* [Provided information]:
● ● ●
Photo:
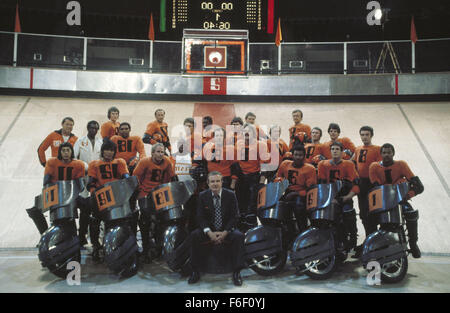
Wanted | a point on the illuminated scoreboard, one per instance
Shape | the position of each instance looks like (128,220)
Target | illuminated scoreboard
(254,15)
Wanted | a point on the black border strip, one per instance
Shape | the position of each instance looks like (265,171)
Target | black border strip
(217,98)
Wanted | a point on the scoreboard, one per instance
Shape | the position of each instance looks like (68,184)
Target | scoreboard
(254,15)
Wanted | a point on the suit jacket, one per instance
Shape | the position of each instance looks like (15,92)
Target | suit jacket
(229,207)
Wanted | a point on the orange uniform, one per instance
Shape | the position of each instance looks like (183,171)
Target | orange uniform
(158,133)
(251,156)
(346,143)
(127,148)
(330,172)
(109,129)
(300,178)
(53,140)
(364,156)
(151,175)
(104,172)
(312,150)
(296,129)
(59,170)
(217,160)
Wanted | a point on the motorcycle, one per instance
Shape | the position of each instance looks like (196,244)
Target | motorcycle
(112,205)
(168,200)
(389,245)
(59,245)
(267,244)
(318,250)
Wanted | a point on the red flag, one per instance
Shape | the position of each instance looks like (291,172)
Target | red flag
(278,37)
(151,29)
(17,28)
(413,31)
● ● ●
* [Exercise task]:
Copy the records verbatim, starting at the line that contains "Wanted | a point on the orange" and continuing through the end of the records, with both ends included.

* [Result]:
Wanted | a point on the orange uniform, one per instance
Shape | the position of each instance looks like (183,171)
Target | orange uniform
(158,133)
(251,156)
(346,143)
(127,148)
(330,172)
(109,129)
(300,178)
(53,140)
(364,156)
(151,175)
(104,172)
(312,150)
(296,129)
(59,170)
(217,160)
Wanted | a point on the motorcycle, one per instance
Shape | the position of each instance looks like (196,244)
Target | motorcycle
(112,205)
(168,200)
(389,245)
(59,245)
(267,244)
(318,250)
Wanted | a point on the red flag, one per instance
Shape | the position of each instance looks like (291,172)
Target | red flag
(278,37)
(151,29)
(17,28)
(413,31)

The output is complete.